== ENTRIES PROVIDED ==

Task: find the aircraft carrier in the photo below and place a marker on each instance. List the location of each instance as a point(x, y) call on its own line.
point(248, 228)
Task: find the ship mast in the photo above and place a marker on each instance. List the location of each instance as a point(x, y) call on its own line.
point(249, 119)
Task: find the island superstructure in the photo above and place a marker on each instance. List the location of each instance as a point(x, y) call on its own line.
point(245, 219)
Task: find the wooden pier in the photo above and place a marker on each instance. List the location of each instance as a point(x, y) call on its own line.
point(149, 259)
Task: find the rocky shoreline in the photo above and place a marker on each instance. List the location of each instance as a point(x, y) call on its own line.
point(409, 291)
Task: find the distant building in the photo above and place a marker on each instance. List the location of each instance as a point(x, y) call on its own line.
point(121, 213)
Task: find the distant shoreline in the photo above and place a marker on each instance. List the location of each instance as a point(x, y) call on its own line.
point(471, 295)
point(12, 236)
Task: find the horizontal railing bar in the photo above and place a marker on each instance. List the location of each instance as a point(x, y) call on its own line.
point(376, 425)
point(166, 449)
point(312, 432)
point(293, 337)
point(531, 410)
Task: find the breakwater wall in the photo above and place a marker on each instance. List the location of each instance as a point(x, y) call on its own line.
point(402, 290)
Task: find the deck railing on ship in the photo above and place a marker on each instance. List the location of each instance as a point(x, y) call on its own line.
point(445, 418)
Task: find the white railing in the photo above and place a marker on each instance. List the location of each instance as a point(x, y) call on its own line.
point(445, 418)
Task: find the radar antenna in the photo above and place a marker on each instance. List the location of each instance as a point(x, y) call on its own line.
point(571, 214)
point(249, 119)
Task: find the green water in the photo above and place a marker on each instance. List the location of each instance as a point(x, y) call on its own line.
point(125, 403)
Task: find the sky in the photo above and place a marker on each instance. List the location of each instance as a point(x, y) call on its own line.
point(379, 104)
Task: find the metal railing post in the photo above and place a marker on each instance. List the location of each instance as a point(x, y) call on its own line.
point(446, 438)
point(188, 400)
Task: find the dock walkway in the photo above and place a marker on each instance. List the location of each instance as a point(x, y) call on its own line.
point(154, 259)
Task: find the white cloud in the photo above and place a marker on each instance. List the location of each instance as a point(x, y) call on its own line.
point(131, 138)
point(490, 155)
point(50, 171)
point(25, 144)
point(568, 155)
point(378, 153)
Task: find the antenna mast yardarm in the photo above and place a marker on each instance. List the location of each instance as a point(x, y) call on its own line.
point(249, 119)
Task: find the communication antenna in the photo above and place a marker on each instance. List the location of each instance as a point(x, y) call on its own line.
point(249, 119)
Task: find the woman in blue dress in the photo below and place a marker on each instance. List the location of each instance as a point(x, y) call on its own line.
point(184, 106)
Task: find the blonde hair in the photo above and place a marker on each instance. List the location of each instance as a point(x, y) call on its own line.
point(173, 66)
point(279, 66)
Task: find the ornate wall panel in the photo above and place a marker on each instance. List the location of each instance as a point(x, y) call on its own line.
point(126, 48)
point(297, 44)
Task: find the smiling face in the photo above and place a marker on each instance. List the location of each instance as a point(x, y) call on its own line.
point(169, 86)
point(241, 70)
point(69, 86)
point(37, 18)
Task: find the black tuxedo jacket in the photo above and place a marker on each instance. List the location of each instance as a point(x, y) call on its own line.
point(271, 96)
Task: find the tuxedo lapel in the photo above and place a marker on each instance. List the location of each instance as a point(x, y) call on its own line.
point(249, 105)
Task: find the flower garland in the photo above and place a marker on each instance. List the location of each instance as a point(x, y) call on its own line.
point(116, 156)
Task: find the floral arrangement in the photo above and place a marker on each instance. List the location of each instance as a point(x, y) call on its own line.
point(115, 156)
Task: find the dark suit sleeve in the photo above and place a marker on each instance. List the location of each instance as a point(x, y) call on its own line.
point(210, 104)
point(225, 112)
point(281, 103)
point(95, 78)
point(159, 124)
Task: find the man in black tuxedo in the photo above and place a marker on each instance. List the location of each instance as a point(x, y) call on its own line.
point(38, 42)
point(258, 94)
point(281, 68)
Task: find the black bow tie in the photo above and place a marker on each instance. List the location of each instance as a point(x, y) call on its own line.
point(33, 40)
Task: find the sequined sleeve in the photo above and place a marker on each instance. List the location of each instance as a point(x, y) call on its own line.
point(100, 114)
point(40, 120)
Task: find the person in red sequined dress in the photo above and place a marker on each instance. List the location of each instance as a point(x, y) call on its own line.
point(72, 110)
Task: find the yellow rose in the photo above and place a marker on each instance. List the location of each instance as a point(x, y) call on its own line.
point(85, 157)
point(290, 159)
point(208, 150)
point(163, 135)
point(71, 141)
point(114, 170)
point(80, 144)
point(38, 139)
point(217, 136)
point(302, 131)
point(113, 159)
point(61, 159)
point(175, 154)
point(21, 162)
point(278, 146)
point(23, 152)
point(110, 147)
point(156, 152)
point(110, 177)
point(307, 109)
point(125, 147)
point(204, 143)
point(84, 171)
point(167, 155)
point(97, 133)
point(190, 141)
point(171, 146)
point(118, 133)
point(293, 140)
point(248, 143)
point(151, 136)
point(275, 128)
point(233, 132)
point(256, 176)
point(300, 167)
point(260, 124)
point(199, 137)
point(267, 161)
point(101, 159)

===

• **WORK REQUIRED**: Please copy the records again, starting at the line that contains "Task: find the island" and stopping after the line that contains "point(245, 219)". Keep the requests in, and add 36 to every coordinate in the answers.

• **WRITTEN ANSWER**:
Task: find the island superstructure in the photo above and place a marker on each instance. List the location of each instance as a point(x, y) call on its own line.
point(281, 255)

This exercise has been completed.